GIVEN RECORDS:
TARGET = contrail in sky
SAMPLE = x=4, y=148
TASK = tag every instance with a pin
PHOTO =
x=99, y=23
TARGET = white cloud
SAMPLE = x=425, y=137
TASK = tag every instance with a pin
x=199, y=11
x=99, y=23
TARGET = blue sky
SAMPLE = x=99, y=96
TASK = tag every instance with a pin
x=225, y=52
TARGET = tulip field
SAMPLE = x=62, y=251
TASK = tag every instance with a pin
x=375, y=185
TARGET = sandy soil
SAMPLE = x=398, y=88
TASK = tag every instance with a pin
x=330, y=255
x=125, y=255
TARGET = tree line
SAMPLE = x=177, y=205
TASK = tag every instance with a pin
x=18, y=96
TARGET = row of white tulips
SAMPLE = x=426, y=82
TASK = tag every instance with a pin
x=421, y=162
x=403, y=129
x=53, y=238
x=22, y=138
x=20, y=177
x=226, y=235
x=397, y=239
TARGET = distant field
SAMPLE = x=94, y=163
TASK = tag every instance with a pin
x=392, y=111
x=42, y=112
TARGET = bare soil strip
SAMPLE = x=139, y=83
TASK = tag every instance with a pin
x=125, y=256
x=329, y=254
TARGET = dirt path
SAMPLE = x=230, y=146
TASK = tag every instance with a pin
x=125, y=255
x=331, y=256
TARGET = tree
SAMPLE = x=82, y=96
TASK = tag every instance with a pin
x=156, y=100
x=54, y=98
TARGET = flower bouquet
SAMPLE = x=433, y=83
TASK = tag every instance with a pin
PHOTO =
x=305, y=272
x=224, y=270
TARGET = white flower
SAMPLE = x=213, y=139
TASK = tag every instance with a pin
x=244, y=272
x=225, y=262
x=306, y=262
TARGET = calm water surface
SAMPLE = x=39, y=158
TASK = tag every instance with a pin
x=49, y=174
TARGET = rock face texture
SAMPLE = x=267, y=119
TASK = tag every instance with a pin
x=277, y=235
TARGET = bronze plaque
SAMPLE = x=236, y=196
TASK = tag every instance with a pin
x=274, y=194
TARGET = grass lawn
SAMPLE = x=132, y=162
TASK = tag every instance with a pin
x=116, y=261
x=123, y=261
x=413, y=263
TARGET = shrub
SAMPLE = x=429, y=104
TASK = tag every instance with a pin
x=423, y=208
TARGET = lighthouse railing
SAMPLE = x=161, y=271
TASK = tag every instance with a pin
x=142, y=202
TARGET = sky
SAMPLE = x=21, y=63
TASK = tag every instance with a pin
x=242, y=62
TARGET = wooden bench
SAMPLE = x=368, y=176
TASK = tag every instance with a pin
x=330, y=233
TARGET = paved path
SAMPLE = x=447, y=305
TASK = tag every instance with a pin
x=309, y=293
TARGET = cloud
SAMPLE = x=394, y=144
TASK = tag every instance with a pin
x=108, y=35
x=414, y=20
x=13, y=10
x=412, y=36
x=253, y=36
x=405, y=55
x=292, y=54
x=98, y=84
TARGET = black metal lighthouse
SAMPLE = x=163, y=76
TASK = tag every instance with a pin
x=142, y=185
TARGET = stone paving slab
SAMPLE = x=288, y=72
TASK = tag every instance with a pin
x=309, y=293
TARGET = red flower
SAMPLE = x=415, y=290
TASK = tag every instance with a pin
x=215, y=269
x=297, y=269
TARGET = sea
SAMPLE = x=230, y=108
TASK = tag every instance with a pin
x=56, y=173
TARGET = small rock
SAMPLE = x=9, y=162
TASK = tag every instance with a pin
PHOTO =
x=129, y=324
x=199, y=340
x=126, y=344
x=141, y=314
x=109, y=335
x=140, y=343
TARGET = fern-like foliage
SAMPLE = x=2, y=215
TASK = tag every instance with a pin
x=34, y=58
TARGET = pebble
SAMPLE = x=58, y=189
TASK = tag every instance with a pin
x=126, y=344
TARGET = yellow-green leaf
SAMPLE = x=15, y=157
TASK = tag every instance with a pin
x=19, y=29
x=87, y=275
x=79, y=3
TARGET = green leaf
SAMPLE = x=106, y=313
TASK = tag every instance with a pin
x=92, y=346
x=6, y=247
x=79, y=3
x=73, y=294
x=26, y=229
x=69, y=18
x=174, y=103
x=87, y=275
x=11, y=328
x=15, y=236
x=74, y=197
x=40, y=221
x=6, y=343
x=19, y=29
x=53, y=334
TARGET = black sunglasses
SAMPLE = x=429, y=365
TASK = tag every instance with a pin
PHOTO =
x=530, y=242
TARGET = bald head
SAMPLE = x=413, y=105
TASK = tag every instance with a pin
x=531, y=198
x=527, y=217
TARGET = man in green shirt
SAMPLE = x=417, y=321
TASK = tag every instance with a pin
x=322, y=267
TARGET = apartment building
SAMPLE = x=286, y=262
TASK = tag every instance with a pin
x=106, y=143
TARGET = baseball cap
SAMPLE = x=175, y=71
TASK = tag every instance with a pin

TASK DETAILS: Search the data for the word "soil" and copy each line where it appears.

FINISHED EXERCISE:
TARGET = sandy soil
TARGET = bare soil strip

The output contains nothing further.